**SET PROBLEM:** Gather every line from the records below that contains the word "background", and copy each one out. Uppercase and lowercase count as different letters.

**EXTRACTED ENTRIES:**
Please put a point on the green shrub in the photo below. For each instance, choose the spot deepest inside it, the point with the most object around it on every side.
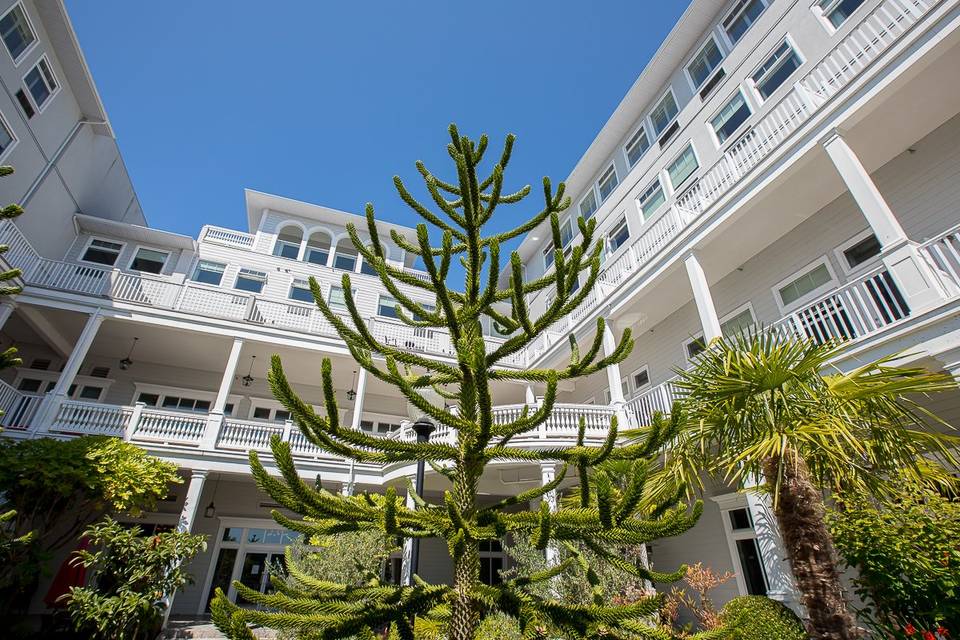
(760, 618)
==
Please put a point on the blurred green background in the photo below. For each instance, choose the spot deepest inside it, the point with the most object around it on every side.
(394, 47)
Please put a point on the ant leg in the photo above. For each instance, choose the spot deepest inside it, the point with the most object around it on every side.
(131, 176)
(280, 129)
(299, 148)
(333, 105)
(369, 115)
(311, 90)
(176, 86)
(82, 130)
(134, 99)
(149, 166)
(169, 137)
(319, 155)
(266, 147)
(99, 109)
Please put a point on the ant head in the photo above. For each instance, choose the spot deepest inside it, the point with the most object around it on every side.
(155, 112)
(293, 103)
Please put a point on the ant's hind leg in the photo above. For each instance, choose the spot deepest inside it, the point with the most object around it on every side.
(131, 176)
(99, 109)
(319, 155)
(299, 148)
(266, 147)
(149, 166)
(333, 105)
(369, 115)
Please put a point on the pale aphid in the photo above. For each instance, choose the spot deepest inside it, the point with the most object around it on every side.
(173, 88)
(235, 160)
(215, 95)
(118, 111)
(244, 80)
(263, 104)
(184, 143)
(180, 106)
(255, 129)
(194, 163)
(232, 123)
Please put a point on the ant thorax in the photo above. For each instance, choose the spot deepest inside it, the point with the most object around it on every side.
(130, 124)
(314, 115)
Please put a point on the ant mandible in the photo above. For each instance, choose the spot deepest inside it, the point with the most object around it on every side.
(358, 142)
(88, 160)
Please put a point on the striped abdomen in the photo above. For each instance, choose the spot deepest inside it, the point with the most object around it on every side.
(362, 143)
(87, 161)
* * *
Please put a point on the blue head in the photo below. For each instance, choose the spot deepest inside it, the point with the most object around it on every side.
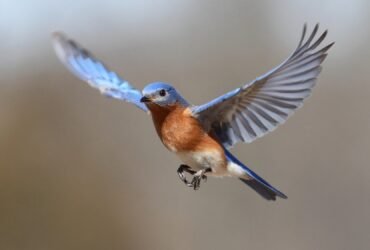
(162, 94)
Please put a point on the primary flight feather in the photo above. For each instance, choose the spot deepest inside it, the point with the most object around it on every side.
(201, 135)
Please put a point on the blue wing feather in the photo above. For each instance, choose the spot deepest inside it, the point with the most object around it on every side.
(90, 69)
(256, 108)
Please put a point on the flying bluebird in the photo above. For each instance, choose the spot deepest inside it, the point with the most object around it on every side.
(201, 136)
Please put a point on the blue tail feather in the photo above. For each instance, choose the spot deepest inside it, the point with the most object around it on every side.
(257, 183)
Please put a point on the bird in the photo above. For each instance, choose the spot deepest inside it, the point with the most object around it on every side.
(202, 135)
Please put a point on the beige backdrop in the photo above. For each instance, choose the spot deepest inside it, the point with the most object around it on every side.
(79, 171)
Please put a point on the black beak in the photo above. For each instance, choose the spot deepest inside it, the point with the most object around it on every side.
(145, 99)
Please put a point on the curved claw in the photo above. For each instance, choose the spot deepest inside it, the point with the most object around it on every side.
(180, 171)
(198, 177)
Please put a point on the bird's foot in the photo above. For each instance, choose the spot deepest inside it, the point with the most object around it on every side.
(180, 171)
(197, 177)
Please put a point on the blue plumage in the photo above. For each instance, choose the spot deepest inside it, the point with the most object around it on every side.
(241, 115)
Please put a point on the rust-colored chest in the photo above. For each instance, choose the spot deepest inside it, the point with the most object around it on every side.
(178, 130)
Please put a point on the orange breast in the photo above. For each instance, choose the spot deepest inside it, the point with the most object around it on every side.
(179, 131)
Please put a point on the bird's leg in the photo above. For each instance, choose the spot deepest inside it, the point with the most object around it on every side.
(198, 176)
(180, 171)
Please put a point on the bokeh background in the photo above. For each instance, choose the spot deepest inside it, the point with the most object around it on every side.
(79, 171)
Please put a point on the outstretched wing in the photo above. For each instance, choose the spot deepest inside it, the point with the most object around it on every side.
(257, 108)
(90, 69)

**EXERCISE RESULT:**
Please put a point on the blurred green background in the photo below. For each instance, choose the spot deepest inside it, the point with the most object around it on every side.
Please put a point on the bokeh background in the photo above. For each instance, choose the spot deepest inside it, the point with the most object around it on every side.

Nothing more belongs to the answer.